Write out the data again in full, exactly as it reads.

******************************

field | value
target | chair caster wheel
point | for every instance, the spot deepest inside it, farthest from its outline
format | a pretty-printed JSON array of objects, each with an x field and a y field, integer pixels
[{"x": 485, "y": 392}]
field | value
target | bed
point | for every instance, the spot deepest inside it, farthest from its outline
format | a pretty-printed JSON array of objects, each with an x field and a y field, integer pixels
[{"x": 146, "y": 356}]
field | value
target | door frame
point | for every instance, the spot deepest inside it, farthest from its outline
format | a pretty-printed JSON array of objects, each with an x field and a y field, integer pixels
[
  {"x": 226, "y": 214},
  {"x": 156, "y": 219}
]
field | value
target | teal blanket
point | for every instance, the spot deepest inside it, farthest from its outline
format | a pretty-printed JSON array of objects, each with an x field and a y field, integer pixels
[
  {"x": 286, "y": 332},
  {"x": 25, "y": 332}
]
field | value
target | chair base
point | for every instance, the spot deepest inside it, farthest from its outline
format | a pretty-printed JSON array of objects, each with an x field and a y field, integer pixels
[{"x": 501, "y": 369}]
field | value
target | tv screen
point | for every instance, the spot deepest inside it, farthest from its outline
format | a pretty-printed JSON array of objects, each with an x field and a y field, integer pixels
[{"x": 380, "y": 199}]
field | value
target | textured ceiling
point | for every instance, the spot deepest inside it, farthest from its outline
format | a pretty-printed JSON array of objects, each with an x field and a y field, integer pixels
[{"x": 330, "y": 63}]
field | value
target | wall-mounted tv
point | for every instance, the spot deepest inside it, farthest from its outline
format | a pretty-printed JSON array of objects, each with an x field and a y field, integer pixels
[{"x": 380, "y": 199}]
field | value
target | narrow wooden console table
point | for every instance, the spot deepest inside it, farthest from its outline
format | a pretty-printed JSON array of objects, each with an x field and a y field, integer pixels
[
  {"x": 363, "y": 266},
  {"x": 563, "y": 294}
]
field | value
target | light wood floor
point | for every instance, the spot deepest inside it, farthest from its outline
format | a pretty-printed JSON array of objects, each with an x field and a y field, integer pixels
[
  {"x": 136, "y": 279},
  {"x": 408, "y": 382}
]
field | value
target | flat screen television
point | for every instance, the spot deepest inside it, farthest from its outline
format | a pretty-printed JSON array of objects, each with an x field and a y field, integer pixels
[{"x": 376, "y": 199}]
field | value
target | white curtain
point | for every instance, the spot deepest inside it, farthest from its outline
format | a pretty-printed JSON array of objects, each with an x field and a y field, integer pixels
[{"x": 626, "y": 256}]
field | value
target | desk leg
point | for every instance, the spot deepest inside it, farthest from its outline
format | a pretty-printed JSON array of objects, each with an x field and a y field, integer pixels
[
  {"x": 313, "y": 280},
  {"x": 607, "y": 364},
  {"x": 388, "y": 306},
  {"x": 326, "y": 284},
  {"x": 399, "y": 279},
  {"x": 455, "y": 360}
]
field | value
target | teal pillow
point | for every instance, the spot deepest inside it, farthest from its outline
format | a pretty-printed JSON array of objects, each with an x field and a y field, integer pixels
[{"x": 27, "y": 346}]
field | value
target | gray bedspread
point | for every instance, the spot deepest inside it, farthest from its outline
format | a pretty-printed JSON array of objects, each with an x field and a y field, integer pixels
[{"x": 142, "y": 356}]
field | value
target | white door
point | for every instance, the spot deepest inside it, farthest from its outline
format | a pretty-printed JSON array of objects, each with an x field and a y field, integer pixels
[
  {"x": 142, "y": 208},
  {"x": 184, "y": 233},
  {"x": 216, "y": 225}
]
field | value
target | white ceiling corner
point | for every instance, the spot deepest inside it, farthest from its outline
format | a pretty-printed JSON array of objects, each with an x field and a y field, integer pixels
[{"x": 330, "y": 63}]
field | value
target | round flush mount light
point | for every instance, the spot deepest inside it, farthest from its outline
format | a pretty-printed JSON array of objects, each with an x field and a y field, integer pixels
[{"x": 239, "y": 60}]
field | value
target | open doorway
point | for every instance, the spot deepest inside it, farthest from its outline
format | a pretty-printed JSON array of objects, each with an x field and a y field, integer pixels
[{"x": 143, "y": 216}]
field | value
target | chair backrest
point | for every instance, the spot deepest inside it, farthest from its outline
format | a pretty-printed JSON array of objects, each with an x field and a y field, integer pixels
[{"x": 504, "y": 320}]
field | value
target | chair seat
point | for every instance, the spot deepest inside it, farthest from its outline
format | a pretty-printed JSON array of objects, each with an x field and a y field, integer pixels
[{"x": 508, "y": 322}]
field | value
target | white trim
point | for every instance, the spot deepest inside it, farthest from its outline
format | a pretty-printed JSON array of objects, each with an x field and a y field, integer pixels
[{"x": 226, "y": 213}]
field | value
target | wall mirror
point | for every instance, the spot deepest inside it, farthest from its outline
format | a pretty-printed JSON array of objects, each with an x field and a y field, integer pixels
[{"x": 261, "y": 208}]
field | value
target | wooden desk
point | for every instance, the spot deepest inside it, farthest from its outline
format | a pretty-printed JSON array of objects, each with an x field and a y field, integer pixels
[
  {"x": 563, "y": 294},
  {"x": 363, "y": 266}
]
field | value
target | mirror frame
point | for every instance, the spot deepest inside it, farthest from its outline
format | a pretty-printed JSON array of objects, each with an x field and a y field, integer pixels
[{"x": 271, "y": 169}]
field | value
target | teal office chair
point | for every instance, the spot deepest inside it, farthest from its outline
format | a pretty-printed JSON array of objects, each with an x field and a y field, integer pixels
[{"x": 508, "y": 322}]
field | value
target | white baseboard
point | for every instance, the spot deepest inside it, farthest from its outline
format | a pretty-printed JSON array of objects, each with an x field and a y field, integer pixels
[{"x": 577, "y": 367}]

******************************

Solution for this exercise:
field | value
target | chair caster wheel
point | for every instance, the spot deepest inside it, farthest from its outline
format | a pretty-printed JSON array of objects, each with an x field and a y field, integer pixels
[{"x": 485, "y": 392}]
field | value
target | bed
point | for every instance, the spot deepest inside it, farthest from its outline
format | a pretty-printed JSON array of objects, each with an x field and a y field, integer pixels
[{"x": 146, "y": 356}]
field | value
target | door frame
point | for every instance, the spot deepest inside it, farthest from its outline
format | a pretty-printed JSON array of objects, each with an x field and a y field, integer pixels
[
  {"x": 226, "y": 214},
  {"x": 156, "y": 219}
]
field | value
target | teal blanket
point | for every instance, the spot deepest inside it, farthest from its outline
format | a pretty-printed JSON array of objects, each with an x field and a y field, integer pixels
[
  {"x": 286, "y": 332},
  {"x": 25, "y": 332}
]
field | value
target | chair base
point | for every instance, the spot deepest inside it, farthest from its outline
format | a pretty-printed JSON array of objects, each with an x field and a y field, integer pixels
[{"x": 501, "y": 369}]
field | value
target | tv screen
point | for every instance, the spot deepest inside it, farthest from its outline
format | a pretty-printed JSON array of objects, each with an x field and a y field, integer pixels
[{"x": 380, "y": 199}]
field | value
target | textured ceiling
point | for every instance, the spot deepest inside it, farthest from its outline
format | a pretty-printed JSON array of objects, each with an x field and a y field, integer pixels
[{"x": 330, "y": 63}]
field | value
target | wall-mounted tv
point | for every instance, the spot deepest inside it, farthest from its outline
format | a pretty-printed JSON array of objects, each with an x field and a y field, integer pixels
[{"x": 380, "y": 199}]
field | value
target | narrow wooden console table
point | for every instance, the spot deepest inside it, farthest from its outline
format | a pretty-printed JSON array of objects, each with an x field and a y field, integer pixels
[
  {"x": 363, "y": 266},
  {"x": 563, "y": 294}
]
field | value
target | light wood floor
point | for every instance, the spot deepest inside it, farthest from its outline
format | a pretty-printed JSON array of objects, each with an x field and a y field, integer pixels
[
  {"x": 136, "y": 279},
  {"x": 408, "y": 382}
]
field | value
target | flat screen television
point | for every instance, the spot deepest inside it, farthest from its outline
format | a pretty-printed JSON array of objects, each with an x field and a y field, integer pixels
[{"x": 376, "y": 199}]
field | value
target | white curtain
point | for every instance, the spot deepest inside it, farthest from its outline
format | a pretty-printed JSON array of objects, each with an x field and a y field, integer pixels
[{"x": 626, "y": 256}]
field | value
target | desk leg
point | for every instance, the spot deepest inside it, farthest from its outline
format | a pretty-printed JSON array of objects, each with an x field and a y field, integer pixels
[
  {"x": 313, "y": 280},
  {"x": 607, "y": 364},
  {"x": 388, "y": 306},
  {"x": 326, "y": 284},
  {"x": 399, "y": 279},
  {"x": 455, "y": 360}
]
field | value
target | teal pillow
point | for every instance, the spot deepest inside it, farthest from its outline
format | a pretty-printed JSON array of objects, each with an x field and a y field, integer pixels
[{"x": 27, "y": 346}]
field | value
target | gray bedspread
point | for every instance, the spot deepest inside it, farthest from its outline
format | a pretty-printed JSON array of objects, each with an x field and a y field, integer pixels
[{"x": 142, "y": 356}]
field | value
target | white door
point | for every instance, the spot deepest inside it, farthest from its outline
format | a pretty-printed JSON array of objects, each with an x field and a y field, integer pixels
[
  {"x": 142, "y": 208},
  {"x": 184, "y": 233},
  {"x": 216, "y": 225}
]
field | value
target | white ceiling corner
point | for every instance, the spot deepest inside it, farthest from its outline
format | a pretty-printed JSON array of objects, each with an x field and a y field, integer pixels
[{"x": 330, "y": 63}]
field | value
target | round flush mount light
point | for every instance, the spot deepest inside it, farthest from its outline
format | a pretty-printed JSON array of objects, each with an x field and a y field, integer pixels
[{"x": 239, "y": 60}]
field | value
target | open doorway
point | for every instance, the spot deepest inside it, farthest from its outline
format | a pretty-printed JSON array of objects, each with an x field and a y field, integer pixels
[{"x": 143, "y": 216}]
field | value
target | chair backrest
point | for every instance, the spot deepest inside it, farthest from its outline
format | a pretty-printed JSON array of objects, each with an x field and a y field, integer pixels
[{"x": 504, "y": 320}]
field | value
target | chair seat
point | for every instance, the spot deepest inside it, farthest from its outline
format | a pretty-printed JSON array of objects, each with an x field and a y field, integer pixels
[{"x": 508, "y": 322}]
field | value
target | white trim
point | for every instance, the spot deepest inside it, farthest from its outline
format | a pretty-printed JSON array of objects, each with an x field and a y field, integer pixels
[{"x": 226, "y": 213}]
field | value
target | wall mirror
point | for every instance, the spot deepest inside it, farthest from its outline
format | a pretty-printed JSON array of objects, each with an x field and a y field, integer pixels
[{"x": 261, "y": 208}]
field | value
target | wooden desk
point | for every instance, the spot deepest inside it, farthest from its outline
format | a pretty-printed JSON array of objects, each with an x field and a y field, integer pixels
[
  {"x": 563, "y": 294},
  {"x": 363, "y": 266}
]
field | value
target | mirror frame
point | for every instance, the spot deepest inside it, farthest from its outline
format | a pretty-printed JSON array of objects, each with an x field and a y field, integer pixels
[{"x": 271, "y": 169}]
field | value
target | teal office chair
point | for every instance, the spot deepest inside it, farthest from its outline
format | a pretty-printed JSON array of objects, each with an x field and a y field, integer pixels
[{"x": 508, "y": 322}]
field | value
target | white baseboard
point | for every instance, the spot deepest inside it, farthest from its outline
format | a pretty-printed JSON array of objects, each with an x field and a y field, integer pixels
[{"x": 577, "y": 367}]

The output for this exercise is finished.